TASK GOAL » Revise the records below so that each "in this photo" becomes "in this image", keeping every other word and mark unchanged, and omit the pictures from your answer.
-- start RECORD EXTRACTS --
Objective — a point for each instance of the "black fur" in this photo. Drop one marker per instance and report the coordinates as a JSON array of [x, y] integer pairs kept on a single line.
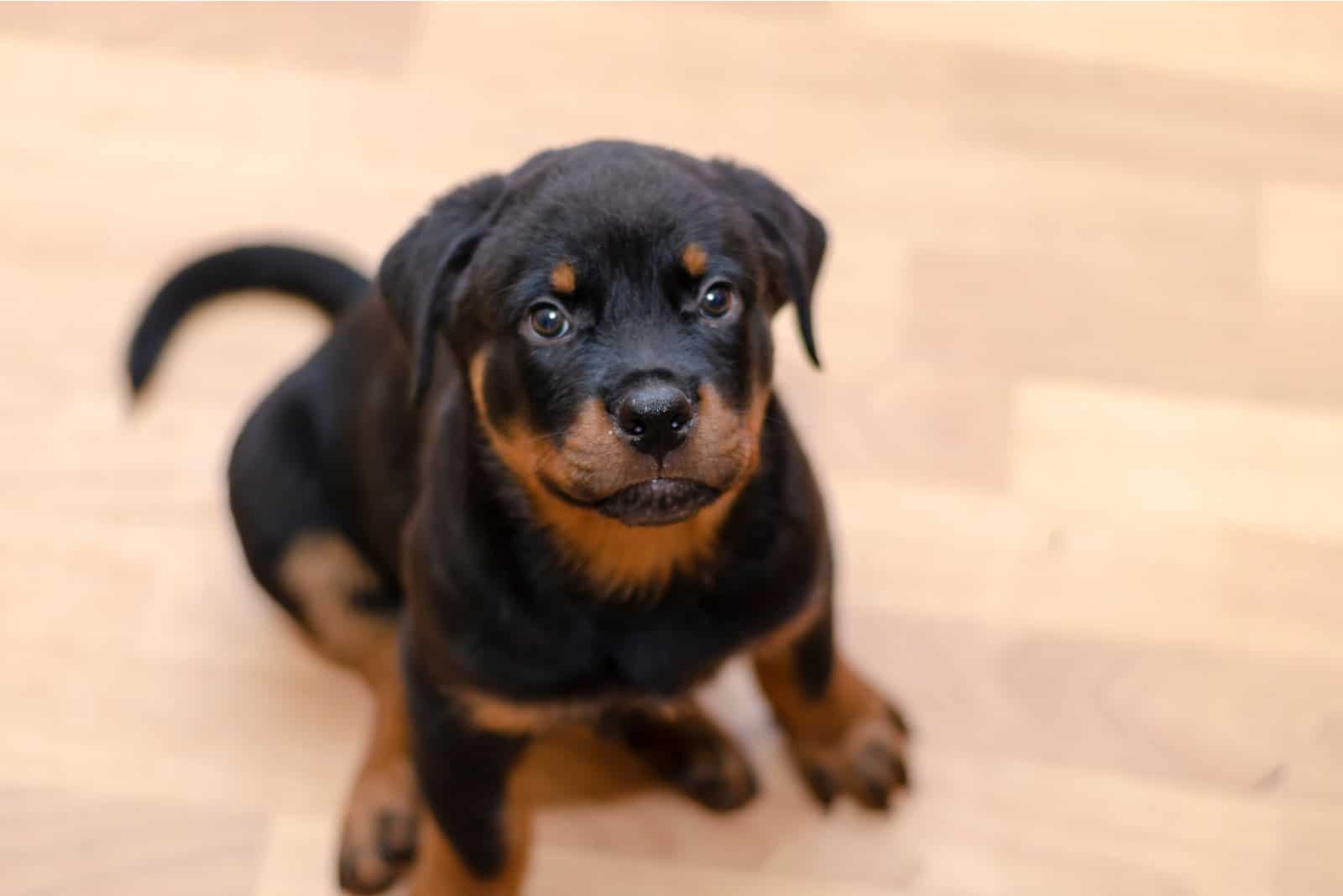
[[326, 282], [494, 602]]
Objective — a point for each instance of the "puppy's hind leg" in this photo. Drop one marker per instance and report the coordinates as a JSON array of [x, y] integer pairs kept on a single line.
[[300, 553]]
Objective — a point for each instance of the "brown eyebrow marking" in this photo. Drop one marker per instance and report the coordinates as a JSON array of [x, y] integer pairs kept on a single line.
[[695, 259], [563, 279]]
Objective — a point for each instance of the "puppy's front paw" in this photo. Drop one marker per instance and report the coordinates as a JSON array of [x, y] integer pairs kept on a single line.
[[850, 741], [382, 824]]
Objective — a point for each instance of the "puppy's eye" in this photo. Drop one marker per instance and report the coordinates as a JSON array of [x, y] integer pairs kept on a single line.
[[550, 322], [716, 300]]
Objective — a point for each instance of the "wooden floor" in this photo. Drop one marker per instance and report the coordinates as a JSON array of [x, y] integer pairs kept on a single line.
[[1081, 427]]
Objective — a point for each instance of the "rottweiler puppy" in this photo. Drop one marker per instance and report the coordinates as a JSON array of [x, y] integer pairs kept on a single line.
[[536, 475]]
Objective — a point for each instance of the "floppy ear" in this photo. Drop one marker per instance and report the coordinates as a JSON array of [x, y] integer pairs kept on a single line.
[[422, 270], [794, 242]]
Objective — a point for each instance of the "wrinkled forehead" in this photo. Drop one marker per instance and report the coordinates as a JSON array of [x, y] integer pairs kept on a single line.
[[586, 237]]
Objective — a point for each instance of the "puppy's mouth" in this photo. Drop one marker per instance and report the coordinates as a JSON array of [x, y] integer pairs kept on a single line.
[[655, 502]]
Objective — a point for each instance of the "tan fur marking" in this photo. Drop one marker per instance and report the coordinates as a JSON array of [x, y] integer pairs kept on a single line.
[[510, 716], [848, 738], [322, 573], [563, 278], [695, 259], [622, 560], [440, 871]]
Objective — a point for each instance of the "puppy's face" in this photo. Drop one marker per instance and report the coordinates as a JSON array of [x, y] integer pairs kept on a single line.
[[624, 362], [614, 324]]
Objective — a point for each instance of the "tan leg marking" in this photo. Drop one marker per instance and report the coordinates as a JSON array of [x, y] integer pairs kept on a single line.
[[324, 573]]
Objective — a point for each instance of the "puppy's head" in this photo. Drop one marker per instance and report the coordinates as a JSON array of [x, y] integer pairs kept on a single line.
[[610, 305]]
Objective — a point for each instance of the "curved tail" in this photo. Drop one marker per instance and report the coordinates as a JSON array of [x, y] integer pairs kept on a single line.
[[320, 279]]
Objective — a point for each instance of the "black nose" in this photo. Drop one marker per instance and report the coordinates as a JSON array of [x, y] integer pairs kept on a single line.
-- end RECORD EXTRACTS --
COMPLETE ANSWER »
Objective — a point for each instance of the "black fur" in this image. Drop one marker per instance and report the coordinates as a JSON array of [x, y] integer pairs kept on a single line.
[[326, 282], [494, 602]]
Objective — a point for each instance of the "puppy's hind leg" in this image. Drop one marker per instance and report the coordinates as a JSON array of [x, y] integer pairs kept on a single line.
[[300, 553]]
Objective — a point for each instance of the "brown eyebrow marking" in this image. Drop one marker per instance and report the coordinates as a JSON array of [x, y] integer pairs kept on a single line.
[[695, 259], [563, 279]]
Objective — a point for each instance of the "puppy's front paw" in this image. Drop one marker per instance and report the coordinates as a JSON array of [x, y] integer pairs kept on a single line.
[[850, 741], [382, 824]]
Objective — a point for each instance of the "puppy's eye" in this image. Drop one marker per instance and report the coordinates as a JSON array of [x, y] integer pairs kept on a single line.
[[550, 322], [716, 300]]
Objective — a point for each instance of the "wooden floor" in this image. Drop one marker per instance and report the coordinates as a JSON array of [x, y] integer pairs kept on a single line.
[[1081, 427]]
Objective — a point for each instance of the "rottweiler puppy" in this image. Drop one marker per instance and report the coordinates as a JSON array of [x, y] integer pairs kept on a single line.
[[536, 475]]
Objective — a point for each instance of the "floppy ear" in this image. Drop one marker per instance and report the coordinates as a JSON array of [x, y] integer pairs kept on a single line.
[[422, 270], [794, 242]]
Objective — a point for each instance of the "wrinkled forehead" in this image. Drop one marker per instance and report the coordinates as a JSON array of [x, y] integer pairs kept on a single line.
[[586, 237]]
Objective — a point for each instance of the "puppy's mouth" in this image. Drop one marker per instance and report the coordinates as a JSON array of [x, y] integer pairs kept on a single line.
[[655, 502]]
Objective — a point for each instance of the "tan fur marking" in this image. Drop one marker per instance and report the coordinates as a JSON array of [x, y] integer pairs kept on a single line.
[[510, 716], [848, 738], [322, 573], [563, 278], [695, 259], [622, 560], [440, 871]]
Objective — a point for each instance of the "puppy's face" in this image. Drop one marker per instance and report the coordinates as a JSON array of [x, y] integer pairs kept on a single line.
[[624, 362], [614, 324]]
Objective — a point for each instance of the "tan leg marking" in this image. Drop one marker per instance and report the coordinates as a JSON array of [x, y] integer pairs kept on a single line.
[[324, 573]]
Objective — a point for each instance of the "puppy's head" in this image. Drop one marker per instance and report the coordinates as a JSON array of [x, y] integer pairs kept on a single line.
[[610, 305]]
Objective — a point for each instance of the "curved tail" in this image. Drop one marker per instance and report the coordinates as a JSON array of [x, y] integer pairs kept on a single line.
[[320, 279]]
Objective — a point for each instance of the "black nose" in this image. Drop one marker per instance and report the coordinates as a JSON array of [x, y] integer pairs kept on a single line.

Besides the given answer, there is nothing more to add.